Task item: Please output each line of the data exactly as it appears.

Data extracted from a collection

┌────────

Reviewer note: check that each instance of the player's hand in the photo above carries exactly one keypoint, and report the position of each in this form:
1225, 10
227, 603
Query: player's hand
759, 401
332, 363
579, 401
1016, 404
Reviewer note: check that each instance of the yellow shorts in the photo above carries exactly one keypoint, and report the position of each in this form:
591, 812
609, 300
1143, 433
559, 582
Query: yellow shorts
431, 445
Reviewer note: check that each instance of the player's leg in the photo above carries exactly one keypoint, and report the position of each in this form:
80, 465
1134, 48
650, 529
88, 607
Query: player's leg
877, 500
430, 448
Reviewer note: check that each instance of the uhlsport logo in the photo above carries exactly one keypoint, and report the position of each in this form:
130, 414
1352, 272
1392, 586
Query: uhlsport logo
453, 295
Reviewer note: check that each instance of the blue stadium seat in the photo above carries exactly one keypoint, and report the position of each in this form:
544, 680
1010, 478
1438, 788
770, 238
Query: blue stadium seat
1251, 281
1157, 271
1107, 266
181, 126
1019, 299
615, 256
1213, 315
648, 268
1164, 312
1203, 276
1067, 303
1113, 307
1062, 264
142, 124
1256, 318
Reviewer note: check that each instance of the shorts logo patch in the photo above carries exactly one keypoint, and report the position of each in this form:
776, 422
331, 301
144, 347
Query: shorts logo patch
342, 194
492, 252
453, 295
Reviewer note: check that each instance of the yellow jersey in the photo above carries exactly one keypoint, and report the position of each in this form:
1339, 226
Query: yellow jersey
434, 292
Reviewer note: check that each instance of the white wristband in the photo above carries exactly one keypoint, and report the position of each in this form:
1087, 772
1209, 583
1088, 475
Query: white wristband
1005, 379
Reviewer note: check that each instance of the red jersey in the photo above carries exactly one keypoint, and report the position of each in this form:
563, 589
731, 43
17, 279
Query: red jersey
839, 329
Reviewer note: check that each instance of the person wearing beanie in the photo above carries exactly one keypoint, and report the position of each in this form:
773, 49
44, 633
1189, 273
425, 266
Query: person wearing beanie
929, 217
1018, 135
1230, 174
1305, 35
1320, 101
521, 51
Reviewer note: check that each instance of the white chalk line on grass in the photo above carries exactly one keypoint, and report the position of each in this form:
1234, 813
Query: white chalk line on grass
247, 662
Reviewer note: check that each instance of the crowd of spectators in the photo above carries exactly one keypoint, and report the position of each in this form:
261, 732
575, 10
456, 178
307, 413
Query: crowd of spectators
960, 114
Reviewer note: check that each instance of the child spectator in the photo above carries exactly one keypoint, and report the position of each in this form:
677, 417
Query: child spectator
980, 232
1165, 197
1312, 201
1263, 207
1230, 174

└────────

The answer:
Reviewer note: check that each instance of the player's hand in the photo above carries exactly one keypoint, and report the position of each in this form:
1225, 10
227, 603
Query: player's hand
759, 401
332, 363
579, 401
1016, 404
Reviewer note: check that each instance of the yellow shorts in the photo above carries exactly one keypoint, and report the position of each in this form:
591, 812
609, 300
1143, 433
559, 582
Query: yellow shorts
431, 445
Reviewer note: check that each instance of the player's leg in the photo above carries exactly one keypoint, and report the position of each in this form:
80, 465
1134, 48
650, 529
88, 607
Query: player's leg
877, 500
430, 448
Reviewer note: check that each instance of the uhlsport logo in the photo above carries exactly one keypoint, and report the position of each in this form:
130, 414
1352, 272
1392, 586
Query: uhlsport logo
453, 295
Reviewer note: check that each instance of the blue stadium seat in the photo above carries exactly one keypoint, and report the position of each in this form:
544, 680
1010, 478
1438, 788
770, 238
Query: blue stadium seat
1251, 281
1157, 271
1107, 266
181, 126
1019, 299
615, 256
1213, 315
648, 268
1164, 312
1203, 276
1067, 303
1113, 307
1062, 264
142, 124
1256, 318
Reviewer note: check that each instance of the shorts logo patch in the photo above carries exactly one keypoint, and report the position of each in this form:
776, 422
331, 301
144, 347
Query: shorts logo patch
342, 194
492, 252
453, 295
Reviewer note: check that each instance of the yellow jersey in the photo above carries exactly one keypoint, and report the position of each in this form:
1339, 226
Query: yellow jersey
434, 292
Reviewer note: check that each instance of the white wristband in the photo above carries exactly one keypoint, and report the position of each in this form:
1087, 772
1209, 583
1088, 475
Query: white wristband
1005, 379
Reviewer note: check that each instance of the red jersey in the photo above carries exactly one keypoint, and report the position of each in this form:
563, 589
731, 43
17, 279
Query: red jersey
839, 329
Reviewer note: check that each instance of the person wearing beanie in the photo above carries exactly one keypoint, and report the position of each in this form:
773, 49
44, 633
1189, 273
425, 266
Query: person wearing beanie
929, 217
1018, 135
1230, 174
1305, 35
1320, 101
521, 51
Reviewer note: check that each instance of the white chalk line on grass in the photo above carries exactly one keypoint, and report the position of each in this form:
1234, 813
Query: white chalk line on grass
247, 662
Reviewer note: check that each instance of the crowd of spectators in the photo above carries exactly one keypoint, and report the position of each in this form:
261, 732
575, 10
456, 178
307, 413
Query: crowd of spectators
960, 114
Reviewer note: check that each instance of the child spectator in the photo above carries exactly one keypoint, and report the position of each in this form:
677, 417
Query: child spectator
980, 232
1165, 197
1312, 201
1263, 207
1230, 174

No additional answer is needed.